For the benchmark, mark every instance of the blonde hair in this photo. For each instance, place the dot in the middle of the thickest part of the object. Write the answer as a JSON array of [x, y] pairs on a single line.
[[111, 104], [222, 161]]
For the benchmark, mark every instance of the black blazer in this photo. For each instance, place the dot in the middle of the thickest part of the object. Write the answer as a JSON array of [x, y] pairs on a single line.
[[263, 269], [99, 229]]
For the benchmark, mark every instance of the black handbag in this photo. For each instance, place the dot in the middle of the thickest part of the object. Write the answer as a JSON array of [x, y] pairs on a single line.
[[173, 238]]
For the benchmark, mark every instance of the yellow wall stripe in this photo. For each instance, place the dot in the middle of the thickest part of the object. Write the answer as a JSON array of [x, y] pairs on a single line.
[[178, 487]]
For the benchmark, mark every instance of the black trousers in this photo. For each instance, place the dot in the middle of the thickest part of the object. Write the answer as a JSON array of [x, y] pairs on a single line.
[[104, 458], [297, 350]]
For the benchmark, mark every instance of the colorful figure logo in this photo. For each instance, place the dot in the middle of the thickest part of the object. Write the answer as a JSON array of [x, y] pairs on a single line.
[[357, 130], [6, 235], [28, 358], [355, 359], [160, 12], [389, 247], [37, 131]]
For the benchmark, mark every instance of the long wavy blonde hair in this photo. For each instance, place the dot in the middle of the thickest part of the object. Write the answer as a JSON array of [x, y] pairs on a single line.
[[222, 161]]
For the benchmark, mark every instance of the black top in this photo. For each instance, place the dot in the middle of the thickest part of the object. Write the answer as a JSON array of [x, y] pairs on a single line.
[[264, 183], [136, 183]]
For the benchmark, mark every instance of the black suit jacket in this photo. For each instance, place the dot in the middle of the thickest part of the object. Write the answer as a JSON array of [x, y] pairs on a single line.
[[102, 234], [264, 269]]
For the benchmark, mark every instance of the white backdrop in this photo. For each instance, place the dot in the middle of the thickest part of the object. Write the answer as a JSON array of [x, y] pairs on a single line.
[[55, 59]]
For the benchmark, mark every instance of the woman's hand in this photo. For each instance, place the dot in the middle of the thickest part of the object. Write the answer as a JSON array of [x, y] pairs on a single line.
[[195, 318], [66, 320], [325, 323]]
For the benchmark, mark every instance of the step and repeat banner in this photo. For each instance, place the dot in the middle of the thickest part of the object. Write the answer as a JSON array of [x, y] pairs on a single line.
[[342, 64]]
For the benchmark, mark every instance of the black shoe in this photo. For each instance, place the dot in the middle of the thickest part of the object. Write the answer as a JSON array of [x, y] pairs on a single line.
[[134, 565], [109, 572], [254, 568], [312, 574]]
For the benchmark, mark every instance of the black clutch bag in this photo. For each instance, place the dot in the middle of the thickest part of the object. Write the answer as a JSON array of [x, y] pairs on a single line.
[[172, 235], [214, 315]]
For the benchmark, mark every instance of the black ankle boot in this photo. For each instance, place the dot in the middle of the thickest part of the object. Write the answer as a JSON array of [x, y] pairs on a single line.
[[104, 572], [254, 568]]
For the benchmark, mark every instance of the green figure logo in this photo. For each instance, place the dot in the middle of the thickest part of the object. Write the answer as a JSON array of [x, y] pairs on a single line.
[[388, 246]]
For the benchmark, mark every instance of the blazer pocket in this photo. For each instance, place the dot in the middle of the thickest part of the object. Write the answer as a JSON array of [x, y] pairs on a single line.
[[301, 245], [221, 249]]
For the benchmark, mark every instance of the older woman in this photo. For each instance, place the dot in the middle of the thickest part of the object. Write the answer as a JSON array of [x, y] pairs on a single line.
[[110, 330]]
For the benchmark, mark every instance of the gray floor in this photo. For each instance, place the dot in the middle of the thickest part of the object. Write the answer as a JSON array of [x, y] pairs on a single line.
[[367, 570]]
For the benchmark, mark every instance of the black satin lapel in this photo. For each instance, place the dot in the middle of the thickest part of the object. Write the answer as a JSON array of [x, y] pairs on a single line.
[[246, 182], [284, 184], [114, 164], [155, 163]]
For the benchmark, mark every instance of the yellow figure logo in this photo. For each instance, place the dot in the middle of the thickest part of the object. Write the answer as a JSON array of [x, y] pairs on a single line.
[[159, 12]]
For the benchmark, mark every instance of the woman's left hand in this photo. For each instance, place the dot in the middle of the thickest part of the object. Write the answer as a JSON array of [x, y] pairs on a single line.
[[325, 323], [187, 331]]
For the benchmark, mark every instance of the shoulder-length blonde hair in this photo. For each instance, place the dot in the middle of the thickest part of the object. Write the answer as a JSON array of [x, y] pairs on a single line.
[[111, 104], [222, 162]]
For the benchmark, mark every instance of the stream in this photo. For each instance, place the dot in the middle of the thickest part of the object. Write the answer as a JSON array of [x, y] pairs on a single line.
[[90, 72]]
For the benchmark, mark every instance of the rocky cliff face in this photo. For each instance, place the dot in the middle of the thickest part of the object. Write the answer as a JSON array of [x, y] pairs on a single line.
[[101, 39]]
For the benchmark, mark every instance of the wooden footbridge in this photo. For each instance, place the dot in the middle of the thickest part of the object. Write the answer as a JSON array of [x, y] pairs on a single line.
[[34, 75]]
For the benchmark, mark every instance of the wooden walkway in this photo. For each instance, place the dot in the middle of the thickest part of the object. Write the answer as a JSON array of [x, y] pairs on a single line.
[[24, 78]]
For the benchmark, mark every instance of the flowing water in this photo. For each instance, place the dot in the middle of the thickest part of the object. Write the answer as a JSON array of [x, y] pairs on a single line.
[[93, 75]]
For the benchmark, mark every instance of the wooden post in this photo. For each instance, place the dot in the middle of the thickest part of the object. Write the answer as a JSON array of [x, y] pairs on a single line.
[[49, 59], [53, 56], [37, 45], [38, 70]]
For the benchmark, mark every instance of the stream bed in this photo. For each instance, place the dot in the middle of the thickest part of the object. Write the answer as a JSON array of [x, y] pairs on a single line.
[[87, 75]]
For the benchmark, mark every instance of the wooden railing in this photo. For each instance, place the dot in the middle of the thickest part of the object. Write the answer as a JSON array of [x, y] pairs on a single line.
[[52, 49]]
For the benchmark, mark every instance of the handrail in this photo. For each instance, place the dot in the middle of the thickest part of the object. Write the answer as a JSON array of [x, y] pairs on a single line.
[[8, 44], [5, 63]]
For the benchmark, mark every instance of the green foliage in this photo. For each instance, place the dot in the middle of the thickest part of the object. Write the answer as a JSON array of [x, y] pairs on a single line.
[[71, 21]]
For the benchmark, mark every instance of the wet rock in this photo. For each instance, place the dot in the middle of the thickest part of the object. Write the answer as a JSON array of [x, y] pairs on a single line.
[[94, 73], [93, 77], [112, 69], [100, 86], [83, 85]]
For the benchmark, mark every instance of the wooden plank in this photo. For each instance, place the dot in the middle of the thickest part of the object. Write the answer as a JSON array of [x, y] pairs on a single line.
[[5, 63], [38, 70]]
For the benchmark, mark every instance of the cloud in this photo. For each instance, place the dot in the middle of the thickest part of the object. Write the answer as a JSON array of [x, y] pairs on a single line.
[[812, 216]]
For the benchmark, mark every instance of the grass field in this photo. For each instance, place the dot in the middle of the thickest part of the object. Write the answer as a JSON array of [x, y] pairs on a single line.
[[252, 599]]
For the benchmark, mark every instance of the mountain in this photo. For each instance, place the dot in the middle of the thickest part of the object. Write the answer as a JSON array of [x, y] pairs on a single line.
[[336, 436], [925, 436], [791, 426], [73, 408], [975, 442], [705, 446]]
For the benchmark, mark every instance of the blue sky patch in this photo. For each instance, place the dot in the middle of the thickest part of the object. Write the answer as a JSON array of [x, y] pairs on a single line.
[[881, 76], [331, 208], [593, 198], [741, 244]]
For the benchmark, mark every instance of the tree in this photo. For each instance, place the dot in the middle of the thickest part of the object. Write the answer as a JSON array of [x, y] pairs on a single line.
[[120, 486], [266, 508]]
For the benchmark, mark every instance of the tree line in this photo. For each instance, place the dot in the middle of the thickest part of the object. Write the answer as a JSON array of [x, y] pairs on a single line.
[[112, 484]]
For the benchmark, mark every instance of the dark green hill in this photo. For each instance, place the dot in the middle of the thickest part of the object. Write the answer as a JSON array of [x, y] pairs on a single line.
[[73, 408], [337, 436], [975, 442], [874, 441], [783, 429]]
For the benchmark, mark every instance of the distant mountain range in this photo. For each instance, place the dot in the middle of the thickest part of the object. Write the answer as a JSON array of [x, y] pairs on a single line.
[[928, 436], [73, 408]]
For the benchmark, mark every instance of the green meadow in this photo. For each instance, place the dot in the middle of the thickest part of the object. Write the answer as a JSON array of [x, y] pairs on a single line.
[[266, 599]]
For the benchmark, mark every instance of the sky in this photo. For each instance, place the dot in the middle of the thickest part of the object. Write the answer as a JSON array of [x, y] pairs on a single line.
--
#### Instructions to follow:
Rewrite the records from the line containing "For the benchmark, mark every instance of the black handbag" through the line containing "[[173, 238]]" as a Markdown table with the columns n and Line. Each line goes in its own row with its row number, and blank lines are left out.

#### Task output:
| n | Line |
|---|---|
| 1 | For the benchmark, mark every instance of the black handbag in this photo. For each instance, place the dot in the middle of the thickest part of the object. Write the answer as a JSON array of [x, y] pairs on a single line. |
| 2 | [[173, 238]] |